• The problem: Would you set down every entry shown below, precisely as written?

Named object pointing entries:
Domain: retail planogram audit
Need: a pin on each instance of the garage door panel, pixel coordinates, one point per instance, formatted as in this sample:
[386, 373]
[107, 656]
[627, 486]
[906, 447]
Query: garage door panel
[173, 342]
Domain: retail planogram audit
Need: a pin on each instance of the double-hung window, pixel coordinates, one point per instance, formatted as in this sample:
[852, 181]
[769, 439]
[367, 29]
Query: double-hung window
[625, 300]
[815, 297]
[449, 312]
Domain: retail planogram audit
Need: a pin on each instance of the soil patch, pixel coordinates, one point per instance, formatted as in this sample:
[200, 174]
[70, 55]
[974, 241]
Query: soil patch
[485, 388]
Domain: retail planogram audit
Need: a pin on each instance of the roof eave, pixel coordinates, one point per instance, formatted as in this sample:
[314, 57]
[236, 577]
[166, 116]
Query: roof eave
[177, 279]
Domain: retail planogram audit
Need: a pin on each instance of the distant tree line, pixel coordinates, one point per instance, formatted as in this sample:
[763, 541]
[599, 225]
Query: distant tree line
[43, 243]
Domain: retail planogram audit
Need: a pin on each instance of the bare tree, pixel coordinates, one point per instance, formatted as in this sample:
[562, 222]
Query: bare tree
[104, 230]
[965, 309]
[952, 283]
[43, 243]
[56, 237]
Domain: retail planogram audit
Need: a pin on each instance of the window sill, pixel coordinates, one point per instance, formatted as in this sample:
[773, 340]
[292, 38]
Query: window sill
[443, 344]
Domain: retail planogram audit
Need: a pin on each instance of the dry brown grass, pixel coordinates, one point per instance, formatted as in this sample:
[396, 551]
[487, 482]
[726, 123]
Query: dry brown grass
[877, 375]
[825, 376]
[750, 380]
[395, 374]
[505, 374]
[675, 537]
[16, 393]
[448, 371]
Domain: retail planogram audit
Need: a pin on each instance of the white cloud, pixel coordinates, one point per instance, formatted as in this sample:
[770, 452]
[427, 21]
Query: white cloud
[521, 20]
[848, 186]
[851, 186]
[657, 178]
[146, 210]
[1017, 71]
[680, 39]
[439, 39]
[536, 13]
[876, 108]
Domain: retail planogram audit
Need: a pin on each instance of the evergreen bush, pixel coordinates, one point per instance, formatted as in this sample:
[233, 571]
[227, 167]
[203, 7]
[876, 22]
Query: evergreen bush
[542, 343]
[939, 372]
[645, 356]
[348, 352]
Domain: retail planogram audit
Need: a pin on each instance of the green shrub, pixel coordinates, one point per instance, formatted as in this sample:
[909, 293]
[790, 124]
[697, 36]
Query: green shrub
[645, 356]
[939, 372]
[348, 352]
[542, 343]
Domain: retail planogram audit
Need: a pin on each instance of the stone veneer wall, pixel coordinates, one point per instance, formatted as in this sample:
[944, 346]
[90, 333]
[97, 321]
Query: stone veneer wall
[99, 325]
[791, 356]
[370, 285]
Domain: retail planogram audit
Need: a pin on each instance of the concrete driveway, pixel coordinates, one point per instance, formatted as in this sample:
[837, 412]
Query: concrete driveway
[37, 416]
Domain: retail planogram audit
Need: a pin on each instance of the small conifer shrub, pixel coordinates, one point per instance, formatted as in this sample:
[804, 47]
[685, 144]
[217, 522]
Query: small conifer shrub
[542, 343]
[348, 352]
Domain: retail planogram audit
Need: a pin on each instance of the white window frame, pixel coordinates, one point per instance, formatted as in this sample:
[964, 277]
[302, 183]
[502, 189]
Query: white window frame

• The result:
Domain: retail planogram audit
Need: a pin on each instance of the garage door panel, pixel coordinates, one point per instance, formatted as in this sample:
[386, 373]
[107, 656]
[627, 486]
[906, 447]
Query: garage door panel
[173, 342]
Domain: retail planogram audit
Need: a pin on each instance of the double-hung window, pixel coordinates, one point per instance, formatted as in this sample:
[852, 181]
[769, 439]
[367, 29]
Query: double-hung window
[625, 300]
[815, 297]
[449, 312]
Domain: retail planogram audit
Need: a pin on each instance of the soil patch, pixel coordinates, one point per instance, formatted as in this sample:
[200, 174]
[70, 55]
[974, 241]
Query: soil patch
[485, 388]
Domain: retail planogram audit
Need: a pin on each instance of the roof eave, pixel coordinates, one point per instance, formatted as in this sample:
[314, 57]
[236, 577]
[166, 116]
Query: roof eave
[177, 279]
Domain: retail planogram audit
Need: a pin on each instance of the distant tree line, pixel coordinates, one point per instance, formatted as in this sample:
[763, 541]
[599, 225]
Query: distant tree line
[43, 243]
Domain: retail planogram audit
Need: a pin on each instance of the bare tree, pixel coordinates, one point per instance, formatted as in this sample:
[562, 222]
Query: bare tree
[104, 230]
[965, 309]
[952, 283]
[43, 243]
[56, 237]
Domain: retail planogram audit
Need: a pin on each instance of the window sill, pixel coordinates, one point per instance, formatted as in this sample:
[773, 340]
[292, 38]
Query: window sill
[443, 344]
Domain: retail planogram audit
Need: a pin on each instance of the dry brown grass, pixel coordinates, one point per instance, formatted as in this sample:
[396, 551]
[487, 482]
[726, 123]
Query: dry brown grass
[877, 375]
[825, 376]
[750, 380]
[395, 374]
[505, 374]
[675, 537]
[16, 393]
[448, 371]
Domain: retail planogram audit
Need: a pin on each instance of the white cloud, pixel coordinates, one point per instance, formatted as in this sample:
[770, 452]
[427, 21]
Query: white cloud
[521, 20]
[848, 186]
[851, 186]
[657, 178]
[146, 210]
[1017, 71]
[680, 39]
[439, 39]
[536, 13]
[876, 108]
Domain: retail planogram audit
Need: a pin on each instance of the evergreen bush, pixel coordinates, one point per instance, formatted as in this sample:
[233, 571]
[227, 167]
[203, 7]
[876, 22]
Query: evergreen bush
[542, 343]
[939, 372]
[645, 356]
[348, 352]
Domain: retail planogram audit
Need: a pin on each instance of the green shrub, pixel coordinates, one point per instance, formatted as in this sample:
[909, 293]
[790, 124]
[697, 36]
Query: green shrub
[645, 356]
[939, 372]
[348, 352]
[542, 343]
Domain: retail planogram audit
Need: a pin on each instance of the stone veneer wall, pixel coordinates, one point per instance, formatted as in this sample:
[944, 346]
[90, 333]
[97, 321]
Query: stone veneer wall
[99, 325]
[791, 356]
[370, 285]
Domain: retail planogram audit
Need: a pin on each instance of the concrete driveway, pixel coordinates, one point per instance, formatted as in this sample:
[837, 412]
Query: concrete driveway
[37, 416]
Domain: retail planogram audit
Need: a pin on each instance of the small conifer shrub, pixel coordinates, one point per instance, formatted as in this sample:
[804, 47]
[685, 144]
[217, 522]
Query: small conifer shrub
[542, 343]
[348, 352]
Domain: retail planogram audit
Need: a pin on each instance of the white window frame, pixel coordinates, one point per instance, formatted as in this sample:
[964, 277]
[302, 183]
[502, 189]
Query: white window frame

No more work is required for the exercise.